__Exercise 1__.
In the locate records below, change "distant tree" to "far-off tree" and leave everything else unchanged.

__Passage to read__.
I found this current source that you might want to incorporate, especially if you use a low-drop out voltage regulator.

11. ### BobTPH Active Member

Jun 5, 2013
807
121
A CR2032 battery has about 200mA hour capacity. So at the very best, you would get 8 hours driving one LED at 25mA. In reality, you will probably not get half of that, because CR2032 is designed to supply only 0.5mA, not 25mA. In fact, you might not even be able to get 25mA out of it. Running multiple LEDS will, of course shorten the life.

If you use the two batteries in series (not parallel as you suggested) you will be starting with 6V. You could then calculate a resistor to get 25mA as follows:

voltage across resistor is 6V - 3.2V = 2.8V

V = I R
R = V / I
R = 2.8 / 0.025 = 112 Ohms, use 120, the nearest standard value.

Bob

12. ### LDC3 Active Member

Apr 27, 2013
920
160
Since you need more current than what a CR2032 can produce, you can try the CR123A type of battery. It is also a lithium battery and about 1/2 the size of a AAA cell. It can provide up to 1.5A continuously.

__Data to process__.
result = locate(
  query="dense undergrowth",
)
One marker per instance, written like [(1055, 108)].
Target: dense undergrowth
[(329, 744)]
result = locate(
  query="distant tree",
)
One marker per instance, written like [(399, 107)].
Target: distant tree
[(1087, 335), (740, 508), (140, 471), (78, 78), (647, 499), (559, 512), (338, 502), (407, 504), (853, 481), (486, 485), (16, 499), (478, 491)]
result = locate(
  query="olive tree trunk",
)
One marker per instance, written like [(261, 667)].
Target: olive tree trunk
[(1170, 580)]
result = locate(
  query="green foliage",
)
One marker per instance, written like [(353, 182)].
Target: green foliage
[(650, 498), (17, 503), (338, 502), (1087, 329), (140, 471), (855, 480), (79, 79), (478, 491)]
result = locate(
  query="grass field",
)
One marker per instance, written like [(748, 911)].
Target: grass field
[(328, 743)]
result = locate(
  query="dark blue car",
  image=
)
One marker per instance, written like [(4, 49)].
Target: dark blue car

__Exercise 2__.
Using the battery discussion above, say whether each statement agrees with it. Give yes or no and quote the words that decide it.
(a) A CR2032 battery holds roughly 200mA hour.
(b) Connecting the two batteries in parallel gives a starting voltage of 6V.
(c) A CR123A battery can supply up to 1.5A continuously.

__Answer 1__.
result = locate(
  query="dense undergrowth",
)
One marker per instance, written like [(1055, 108)].
Target: dense undergrowth
[(329, 744)]
result = locate(
  query="far-off tree",
)
One marker per instance, written like [(399, 107)].
Target: far-off tree
[(1087, 335), (740, 508), (140, 471), (78, 78), (647, 499), (559, 512), (338, 502), (407, 504), (853, 481), (486, 485), (16, 499), (478, 491)]
result = locate(
  query="olive tree trunk",
)
One marker per instance, written like [(261, 667)].
Target: olive tree trunk
[(1170, 580)]
result = locate(
  query="green foliage",
)
One marker per instance, written like [(353, 182)].
Target: green foliage
[(650, 498), (17, 503), (338, 502), (1087, 329), (140, 471), (855, 480), (79, 79), (478, 491)]
result = locate(
  query="grass field",
)
One marker per instance, written like [(748, 911)].
Target: grass field
[(328, 743)]
result = locate(
  query="dark blue car",
  image=
)
One marker per instance, written like [(4, 49)].
Target: dark blue car

__Answer 2__.
(a) Yes: "A CR2032 battery has about 200mA hour capacity."
(b) No: "If you use the two batteries in series (not parallel as you suggested) you will be starting with 6V."
(c) Yes: "It can provide up to 1.5A continuously."